● Exercise brief:
Return exactly, and only, the lines from the line containing "If you could point at the white wooden" through the final line of the records below, both included.

START Exercise material

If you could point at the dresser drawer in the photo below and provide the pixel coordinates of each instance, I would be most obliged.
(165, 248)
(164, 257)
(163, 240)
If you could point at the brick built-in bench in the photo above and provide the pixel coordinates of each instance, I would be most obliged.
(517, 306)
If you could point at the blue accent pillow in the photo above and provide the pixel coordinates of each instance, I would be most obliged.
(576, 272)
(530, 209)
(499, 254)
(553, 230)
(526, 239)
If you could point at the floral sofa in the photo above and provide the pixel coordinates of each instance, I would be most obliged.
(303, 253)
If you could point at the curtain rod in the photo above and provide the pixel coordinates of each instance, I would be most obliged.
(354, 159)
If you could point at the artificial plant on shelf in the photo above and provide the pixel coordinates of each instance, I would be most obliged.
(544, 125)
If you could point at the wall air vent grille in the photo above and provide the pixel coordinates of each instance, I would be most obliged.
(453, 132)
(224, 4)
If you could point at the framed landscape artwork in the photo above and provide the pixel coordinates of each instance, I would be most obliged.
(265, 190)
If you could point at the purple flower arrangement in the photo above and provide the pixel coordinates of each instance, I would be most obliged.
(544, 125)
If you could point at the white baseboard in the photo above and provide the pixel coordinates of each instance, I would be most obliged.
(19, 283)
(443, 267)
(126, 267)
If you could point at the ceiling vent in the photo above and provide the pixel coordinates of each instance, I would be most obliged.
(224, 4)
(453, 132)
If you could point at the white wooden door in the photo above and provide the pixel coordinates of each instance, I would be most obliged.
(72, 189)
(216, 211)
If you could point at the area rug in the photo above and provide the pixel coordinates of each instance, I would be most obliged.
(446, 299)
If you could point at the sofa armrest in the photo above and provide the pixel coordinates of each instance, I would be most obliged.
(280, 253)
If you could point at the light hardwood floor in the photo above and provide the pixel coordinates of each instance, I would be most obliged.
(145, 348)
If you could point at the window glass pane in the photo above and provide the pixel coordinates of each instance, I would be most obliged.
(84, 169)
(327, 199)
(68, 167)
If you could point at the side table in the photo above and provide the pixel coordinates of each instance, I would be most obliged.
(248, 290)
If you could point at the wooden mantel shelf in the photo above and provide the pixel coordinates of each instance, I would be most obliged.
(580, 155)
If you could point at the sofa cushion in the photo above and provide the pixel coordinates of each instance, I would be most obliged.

END Exercise material

● Reply to the exercise:
If you could point at the white wooden door in the photo above and provide the pixel coordinates of each instance, I would be most obliged.
(72, 189)
(216, 211)
If you could point at the area rug in the photo above and provide the pixel coordinates of each instance, I would be most obliged.
(446, 299)
If you could point at the sofa armrest in the photo above and provide the pixel coordinates of each instance, I would be most obliged.
(280, 253)
If you could point at the light hardwood floor in the photo above and provide the pixel coordinates of each instance, I would be most obliged.
(145, 348)
If you could point at the window glass pane in the photo above and provide the pixel coordinates of each instance, I would be most obliged.
(84, 169)
(327, 199)
(68, 167)
If you could point at the side table in the photo above and provide the pixel coordinates of each instance, I would be most obliged.
(248, 290)
If you could point at the wooden mantel shelf in the photo above and provide the pixel coordinates of each instance, I would be most obliged.
(580, 155)
If you could point at the sofa cushion in the photo above and provide the pixel coordinates of each instance, I would be most obliged.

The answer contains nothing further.